▶ _Instruction_:
Every line from the one with "Where can the curb" through the end of the records below should be restated word for word, and nothing outside that span.

▶ _Provided entries_:
>> start

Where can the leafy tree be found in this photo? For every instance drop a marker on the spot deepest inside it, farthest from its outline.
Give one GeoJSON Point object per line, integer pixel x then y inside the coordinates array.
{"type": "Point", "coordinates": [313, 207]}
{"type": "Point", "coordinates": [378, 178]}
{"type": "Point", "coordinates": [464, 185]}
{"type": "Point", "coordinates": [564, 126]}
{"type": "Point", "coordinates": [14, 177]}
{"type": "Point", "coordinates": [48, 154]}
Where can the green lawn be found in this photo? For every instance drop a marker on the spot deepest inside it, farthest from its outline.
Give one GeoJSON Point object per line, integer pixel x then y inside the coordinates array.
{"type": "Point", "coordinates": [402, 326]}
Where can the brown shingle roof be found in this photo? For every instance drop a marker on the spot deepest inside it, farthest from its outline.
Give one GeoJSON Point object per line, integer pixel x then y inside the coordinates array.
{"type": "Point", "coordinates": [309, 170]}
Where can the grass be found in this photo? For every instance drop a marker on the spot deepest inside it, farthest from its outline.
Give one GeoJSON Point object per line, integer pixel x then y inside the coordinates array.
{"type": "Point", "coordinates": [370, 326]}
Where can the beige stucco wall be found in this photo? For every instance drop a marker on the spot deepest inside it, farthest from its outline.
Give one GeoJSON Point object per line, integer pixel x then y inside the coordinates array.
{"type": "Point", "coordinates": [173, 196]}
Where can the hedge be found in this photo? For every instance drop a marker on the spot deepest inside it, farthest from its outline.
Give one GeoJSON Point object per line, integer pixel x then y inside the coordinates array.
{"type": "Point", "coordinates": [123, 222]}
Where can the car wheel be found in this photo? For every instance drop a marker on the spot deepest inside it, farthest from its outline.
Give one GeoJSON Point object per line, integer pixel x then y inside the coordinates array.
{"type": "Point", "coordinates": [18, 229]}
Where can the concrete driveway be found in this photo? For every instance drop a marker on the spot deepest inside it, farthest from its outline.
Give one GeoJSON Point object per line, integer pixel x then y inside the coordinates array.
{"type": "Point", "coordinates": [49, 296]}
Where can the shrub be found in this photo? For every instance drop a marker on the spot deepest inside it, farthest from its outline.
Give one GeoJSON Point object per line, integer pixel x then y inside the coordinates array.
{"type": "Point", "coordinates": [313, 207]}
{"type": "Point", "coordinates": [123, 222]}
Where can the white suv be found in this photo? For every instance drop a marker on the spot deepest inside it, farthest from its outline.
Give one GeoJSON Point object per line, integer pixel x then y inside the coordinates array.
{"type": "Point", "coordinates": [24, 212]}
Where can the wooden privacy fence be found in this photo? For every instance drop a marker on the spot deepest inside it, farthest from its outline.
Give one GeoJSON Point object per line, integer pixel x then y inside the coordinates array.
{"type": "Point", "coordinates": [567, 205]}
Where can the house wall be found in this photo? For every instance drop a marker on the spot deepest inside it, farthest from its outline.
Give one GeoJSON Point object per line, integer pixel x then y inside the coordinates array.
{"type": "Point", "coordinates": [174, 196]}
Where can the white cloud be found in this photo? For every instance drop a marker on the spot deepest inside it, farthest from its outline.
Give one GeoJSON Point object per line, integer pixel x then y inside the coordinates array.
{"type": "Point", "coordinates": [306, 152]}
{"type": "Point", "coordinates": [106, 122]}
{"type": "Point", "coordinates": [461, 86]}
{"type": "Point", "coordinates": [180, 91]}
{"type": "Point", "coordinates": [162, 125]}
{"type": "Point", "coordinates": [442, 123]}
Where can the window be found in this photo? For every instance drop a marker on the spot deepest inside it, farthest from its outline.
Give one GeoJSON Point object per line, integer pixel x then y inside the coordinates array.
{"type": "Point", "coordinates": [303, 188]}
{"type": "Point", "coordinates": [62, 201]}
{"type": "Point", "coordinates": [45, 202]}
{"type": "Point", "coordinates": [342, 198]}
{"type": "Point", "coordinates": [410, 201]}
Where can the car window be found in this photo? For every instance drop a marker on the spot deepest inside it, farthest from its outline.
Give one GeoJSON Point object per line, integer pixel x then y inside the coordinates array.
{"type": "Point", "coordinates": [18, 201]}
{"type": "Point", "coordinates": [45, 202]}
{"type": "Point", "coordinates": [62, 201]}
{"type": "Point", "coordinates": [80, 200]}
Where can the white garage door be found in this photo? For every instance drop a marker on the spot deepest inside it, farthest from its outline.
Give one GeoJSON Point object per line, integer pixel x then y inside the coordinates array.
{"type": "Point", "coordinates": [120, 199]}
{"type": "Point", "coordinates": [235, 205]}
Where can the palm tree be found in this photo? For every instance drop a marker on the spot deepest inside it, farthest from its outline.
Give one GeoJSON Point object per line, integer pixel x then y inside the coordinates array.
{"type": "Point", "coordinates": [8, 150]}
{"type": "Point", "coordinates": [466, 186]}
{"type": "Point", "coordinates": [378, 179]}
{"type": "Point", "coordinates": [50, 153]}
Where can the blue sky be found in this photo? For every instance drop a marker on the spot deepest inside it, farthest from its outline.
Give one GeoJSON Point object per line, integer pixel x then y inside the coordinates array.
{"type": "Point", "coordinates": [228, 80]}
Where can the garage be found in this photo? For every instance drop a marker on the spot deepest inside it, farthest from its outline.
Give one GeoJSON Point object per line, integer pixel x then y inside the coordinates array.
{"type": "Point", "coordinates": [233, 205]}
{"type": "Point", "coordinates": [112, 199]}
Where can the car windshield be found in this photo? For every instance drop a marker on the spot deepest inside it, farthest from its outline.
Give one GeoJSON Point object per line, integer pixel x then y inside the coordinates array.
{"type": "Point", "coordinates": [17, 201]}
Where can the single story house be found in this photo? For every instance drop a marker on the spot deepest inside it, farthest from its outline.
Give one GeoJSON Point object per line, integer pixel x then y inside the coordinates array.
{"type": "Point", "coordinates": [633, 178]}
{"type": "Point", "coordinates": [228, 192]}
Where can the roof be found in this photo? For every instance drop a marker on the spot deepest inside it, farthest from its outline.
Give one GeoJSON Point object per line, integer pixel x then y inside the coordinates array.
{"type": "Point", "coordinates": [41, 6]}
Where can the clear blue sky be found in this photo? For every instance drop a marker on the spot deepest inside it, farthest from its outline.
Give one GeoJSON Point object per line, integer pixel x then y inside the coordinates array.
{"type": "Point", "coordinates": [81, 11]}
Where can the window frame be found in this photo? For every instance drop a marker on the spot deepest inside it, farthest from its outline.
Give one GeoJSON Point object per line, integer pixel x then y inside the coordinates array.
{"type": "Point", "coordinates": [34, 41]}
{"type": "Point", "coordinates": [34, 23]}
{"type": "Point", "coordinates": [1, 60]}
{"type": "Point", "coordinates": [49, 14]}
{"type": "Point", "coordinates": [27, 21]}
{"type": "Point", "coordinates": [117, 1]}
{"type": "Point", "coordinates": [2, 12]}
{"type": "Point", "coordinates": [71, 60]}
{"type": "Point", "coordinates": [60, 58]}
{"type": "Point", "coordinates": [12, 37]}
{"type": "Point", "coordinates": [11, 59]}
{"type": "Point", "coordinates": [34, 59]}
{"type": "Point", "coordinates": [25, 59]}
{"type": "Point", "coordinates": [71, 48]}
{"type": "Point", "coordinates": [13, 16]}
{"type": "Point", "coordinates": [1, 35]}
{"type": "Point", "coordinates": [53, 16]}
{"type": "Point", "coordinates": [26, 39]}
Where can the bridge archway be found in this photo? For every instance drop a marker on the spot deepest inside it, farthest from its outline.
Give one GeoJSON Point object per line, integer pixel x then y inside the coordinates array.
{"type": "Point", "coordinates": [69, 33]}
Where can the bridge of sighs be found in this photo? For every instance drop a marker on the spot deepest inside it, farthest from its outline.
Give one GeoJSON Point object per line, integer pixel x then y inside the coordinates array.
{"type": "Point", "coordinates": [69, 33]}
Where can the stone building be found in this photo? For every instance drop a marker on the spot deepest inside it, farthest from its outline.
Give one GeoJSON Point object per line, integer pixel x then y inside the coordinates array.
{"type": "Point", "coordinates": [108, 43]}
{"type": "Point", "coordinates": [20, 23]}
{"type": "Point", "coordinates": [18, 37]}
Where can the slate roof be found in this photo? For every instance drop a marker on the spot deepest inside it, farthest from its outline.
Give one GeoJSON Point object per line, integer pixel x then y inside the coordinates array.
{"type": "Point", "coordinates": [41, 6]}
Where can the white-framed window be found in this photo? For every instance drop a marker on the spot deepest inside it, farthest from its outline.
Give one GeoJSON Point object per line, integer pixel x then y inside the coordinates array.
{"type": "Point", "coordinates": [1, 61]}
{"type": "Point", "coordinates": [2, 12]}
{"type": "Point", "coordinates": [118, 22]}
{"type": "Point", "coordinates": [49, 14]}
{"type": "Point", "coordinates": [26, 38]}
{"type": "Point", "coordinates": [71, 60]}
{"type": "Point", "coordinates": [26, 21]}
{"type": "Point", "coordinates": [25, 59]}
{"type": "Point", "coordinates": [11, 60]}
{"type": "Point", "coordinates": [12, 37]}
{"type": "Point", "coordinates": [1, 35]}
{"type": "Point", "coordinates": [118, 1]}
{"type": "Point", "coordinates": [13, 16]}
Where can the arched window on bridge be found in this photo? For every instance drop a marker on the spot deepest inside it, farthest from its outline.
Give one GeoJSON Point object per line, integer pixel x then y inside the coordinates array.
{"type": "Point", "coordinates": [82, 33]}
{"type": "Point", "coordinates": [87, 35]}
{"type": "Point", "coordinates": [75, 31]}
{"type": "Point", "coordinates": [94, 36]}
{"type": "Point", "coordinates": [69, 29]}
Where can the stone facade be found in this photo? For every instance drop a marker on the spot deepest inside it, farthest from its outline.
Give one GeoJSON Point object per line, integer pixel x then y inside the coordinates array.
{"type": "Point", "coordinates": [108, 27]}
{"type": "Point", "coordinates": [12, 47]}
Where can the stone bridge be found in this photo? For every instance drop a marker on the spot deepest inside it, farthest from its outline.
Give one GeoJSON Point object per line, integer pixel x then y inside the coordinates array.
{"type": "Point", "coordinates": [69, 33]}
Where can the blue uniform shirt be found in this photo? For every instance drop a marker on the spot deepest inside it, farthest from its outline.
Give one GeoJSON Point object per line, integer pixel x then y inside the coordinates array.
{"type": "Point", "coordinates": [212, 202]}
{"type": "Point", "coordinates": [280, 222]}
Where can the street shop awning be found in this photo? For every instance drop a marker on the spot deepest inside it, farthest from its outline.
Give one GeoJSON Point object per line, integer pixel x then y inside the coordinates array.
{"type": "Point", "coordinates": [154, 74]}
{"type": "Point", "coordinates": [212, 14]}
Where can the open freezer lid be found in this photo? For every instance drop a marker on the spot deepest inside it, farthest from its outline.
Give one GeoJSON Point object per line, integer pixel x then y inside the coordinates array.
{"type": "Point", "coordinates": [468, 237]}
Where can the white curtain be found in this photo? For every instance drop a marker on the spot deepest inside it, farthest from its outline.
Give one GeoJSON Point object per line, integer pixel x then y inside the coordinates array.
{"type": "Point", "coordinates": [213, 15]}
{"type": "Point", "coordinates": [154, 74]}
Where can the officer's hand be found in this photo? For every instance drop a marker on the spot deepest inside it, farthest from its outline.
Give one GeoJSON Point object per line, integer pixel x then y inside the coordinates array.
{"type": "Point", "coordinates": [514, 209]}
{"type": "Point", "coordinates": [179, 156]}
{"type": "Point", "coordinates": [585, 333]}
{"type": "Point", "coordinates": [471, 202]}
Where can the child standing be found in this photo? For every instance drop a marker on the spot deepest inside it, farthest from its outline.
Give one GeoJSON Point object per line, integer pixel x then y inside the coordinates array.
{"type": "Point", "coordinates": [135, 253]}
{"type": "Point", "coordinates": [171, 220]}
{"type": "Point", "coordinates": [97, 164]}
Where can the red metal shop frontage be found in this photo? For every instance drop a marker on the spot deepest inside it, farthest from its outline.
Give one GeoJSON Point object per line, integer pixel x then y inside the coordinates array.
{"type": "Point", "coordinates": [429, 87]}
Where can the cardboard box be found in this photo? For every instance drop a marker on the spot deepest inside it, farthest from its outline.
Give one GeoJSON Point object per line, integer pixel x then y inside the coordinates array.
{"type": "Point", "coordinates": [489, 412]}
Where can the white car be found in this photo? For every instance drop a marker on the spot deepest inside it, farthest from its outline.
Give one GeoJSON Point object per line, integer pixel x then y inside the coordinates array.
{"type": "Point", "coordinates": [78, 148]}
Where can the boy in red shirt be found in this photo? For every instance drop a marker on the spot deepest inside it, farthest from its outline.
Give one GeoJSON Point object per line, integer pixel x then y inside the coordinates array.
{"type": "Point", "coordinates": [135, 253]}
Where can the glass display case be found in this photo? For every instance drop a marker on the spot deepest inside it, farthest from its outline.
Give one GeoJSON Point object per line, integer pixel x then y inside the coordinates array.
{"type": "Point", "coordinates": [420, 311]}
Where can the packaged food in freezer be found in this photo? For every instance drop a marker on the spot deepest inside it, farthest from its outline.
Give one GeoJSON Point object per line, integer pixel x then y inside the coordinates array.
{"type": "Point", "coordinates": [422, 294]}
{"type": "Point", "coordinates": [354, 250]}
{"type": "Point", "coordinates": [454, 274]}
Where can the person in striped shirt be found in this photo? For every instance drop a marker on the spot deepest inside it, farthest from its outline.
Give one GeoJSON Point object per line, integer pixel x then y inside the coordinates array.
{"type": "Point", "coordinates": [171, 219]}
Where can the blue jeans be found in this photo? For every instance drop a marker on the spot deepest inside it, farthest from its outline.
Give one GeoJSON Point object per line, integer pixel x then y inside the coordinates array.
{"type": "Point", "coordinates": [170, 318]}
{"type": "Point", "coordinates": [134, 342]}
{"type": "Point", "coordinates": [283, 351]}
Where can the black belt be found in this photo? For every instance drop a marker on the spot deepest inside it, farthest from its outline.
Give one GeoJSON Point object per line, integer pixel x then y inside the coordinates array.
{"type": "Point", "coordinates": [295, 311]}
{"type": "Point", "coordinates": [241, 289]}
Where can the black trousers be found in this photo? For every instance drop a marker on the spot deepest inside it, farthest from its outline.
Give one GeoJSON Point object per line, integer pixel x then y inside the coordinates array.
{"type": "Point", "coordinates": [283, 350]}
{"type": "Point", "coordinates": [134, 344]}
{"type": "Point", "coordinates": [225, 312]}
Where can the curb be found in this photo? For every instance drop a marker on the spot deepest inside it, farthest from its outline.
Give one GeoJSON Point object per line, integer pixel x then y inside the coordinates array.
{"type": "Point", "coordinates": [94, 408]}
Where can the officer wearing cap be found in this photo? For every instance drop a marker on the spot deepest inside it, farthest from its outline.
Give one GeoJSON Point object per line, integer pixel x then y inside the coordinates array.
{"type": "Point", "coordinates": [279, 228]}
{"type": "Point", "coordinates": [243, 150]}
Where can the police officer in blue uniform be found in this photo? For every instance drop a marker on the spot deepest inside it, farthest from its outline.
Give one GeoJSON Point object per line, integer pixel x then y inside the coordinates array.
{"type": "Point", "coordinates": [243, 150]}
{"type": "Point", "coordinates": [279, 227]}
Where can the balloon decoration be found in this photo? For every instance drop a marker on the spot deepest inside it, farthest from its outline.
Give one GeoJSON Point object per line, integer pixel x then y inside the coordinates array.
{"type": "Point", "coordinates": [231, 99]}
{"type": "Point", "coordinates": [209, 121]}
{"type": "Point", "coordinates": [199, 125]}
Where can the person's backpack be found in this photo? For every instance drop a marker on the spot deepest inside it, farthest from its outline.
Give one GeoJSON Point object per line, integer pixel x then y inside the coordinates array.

>> end

▶ _Exercise response_:
Where can the curb be found in this photo? For every instance drop a marker on the spot deepest inside it, farthest from its outline.
Give one GeoJSON Point object per line, integer pixel x then y inside the coordinates array.
{"type": "Point", "coordinates": [94, 408]}
Where can the officer wearing cap be found in this photo? For every instance drop a marker on the spot deepest inside it, farthest from its outline.
Give one GeoJSON Point object per line, integer pixel x then y inside the coordinates array.
{"type": "Point", "coordinates": [279, 228]}
{"type": "Point", "coordinates": [243, 150]}
Where can the police officer in blue uniform be found in this photo? For every instance drop a marker on the spot deepest inside it, farthest from its outline.
Give one GeoJSON Point object per line, integer pixel x then y inside the coordinates array.
{"type": "Point", "coordinates": [243, 150]}
{"type": "Point", "coordinates": [279, 227]}
Where can the balloon decoration be found in this photo? For every instance drop a marker on the spot deepest inside it, farthest from its outline.
Give one GeoJSON Point object per line, integer pixel x then y inside the coordinates array.
{"type": "Point", "coordinates": [231, 99]}
{"type": "Point", "coordinates": [209, 121]}
{"type": "Point", "coordinates": [199, 125]}
Where can the person's backpack be found in this photo? For every instance drop a marker on the spot deepest inside it, farthest from its outline.
Give one GeoJSON Point object per line, integer pixel x then y inside the coordinates array.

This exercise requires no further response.